_Task requirements_
What lines of the data below include the word "tree"? Report them by copying each.

[[ Data open ]]

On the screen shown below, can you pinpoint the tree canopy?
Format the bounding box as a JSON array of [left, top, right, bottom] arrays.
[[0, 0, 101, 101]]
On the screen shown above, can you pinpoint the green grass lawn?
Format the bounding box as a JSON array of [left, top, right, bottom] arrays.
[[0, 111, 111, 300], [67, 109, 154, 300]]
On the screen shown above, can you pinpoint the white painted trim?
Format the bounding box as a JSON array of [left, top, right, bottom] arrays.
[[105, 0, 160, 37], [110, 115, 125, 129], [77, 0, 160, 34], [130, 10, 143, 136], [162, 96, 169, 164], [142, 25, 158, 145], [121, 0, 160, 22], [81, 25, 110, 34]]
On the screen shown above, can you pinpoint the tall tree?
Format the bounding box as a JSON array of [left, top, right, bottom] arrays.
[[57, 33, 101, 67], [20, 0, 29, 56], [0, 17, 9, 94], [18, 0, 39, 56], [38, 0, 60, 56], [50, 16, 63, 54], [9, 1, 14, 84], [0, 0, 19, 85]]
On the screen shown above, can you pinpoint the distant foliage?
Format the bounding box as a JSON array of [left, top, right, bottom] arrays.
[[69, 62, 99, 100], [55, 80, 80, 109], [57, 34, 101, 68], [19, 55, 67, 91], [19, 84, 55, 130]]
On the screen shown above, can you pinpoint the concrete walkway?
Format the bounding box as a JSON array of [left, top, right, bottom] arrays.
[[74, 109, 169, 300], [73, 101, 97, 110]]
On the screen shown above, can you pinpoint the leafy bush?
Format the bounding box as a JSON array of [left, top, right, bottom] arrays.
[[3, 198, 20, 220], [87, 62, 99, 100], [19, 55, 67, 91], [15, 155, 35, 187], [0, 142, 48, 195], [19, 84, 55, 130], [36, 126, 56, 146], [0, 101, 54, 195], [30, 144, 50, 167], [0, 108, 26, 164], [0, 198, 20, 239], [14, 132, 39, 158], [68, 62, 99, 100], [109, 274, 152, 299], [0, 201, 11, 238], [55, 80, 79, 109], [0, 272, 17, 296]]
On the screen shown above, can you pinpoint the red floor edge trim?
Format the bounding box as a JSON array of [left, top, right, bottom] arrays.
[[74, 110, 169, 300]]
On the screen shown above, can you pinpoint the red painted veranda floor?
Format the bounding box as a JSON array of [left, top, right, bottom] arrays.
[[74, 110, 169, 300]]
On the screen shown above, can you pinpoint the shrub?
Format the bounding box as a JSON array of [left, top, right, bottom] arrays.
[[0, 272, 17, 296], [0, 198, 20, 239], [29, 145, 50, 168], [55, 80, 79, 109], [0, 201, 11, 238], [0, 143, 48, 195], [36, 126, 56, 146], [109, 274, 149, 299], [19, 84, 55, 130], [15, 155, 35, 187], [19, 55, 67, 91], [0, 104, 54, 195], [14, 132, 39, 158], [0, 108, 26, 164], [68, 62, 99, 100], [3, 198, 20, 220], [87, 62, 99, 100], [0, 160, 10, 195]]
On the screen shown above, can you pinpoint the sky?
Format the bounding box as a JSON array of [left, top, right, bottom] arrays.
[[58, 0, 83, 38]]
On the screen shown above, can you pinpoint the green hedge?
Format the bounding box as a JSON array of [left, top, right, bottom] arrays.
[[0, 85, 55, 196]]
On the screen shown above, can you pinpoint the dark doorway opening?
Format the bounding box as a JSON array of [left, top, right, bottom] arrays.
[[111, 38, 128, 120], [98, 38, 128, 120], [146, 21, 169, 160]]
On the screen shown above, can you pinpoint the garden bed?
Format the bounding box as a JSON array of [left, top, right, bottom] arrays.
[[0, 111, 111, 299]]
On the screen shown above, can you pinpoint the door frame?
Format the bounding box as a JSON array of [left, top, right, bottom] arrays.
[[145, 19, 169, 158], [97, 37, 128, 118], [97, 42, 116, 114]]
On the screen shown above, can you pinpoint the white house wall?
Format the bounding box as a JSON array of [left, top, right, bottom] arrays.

[[ Data closed ]]

_Solution_
On the screen shown below, can you pinpoint the tree canopy?
On the screen shown above, can you pinpoint the tall tree?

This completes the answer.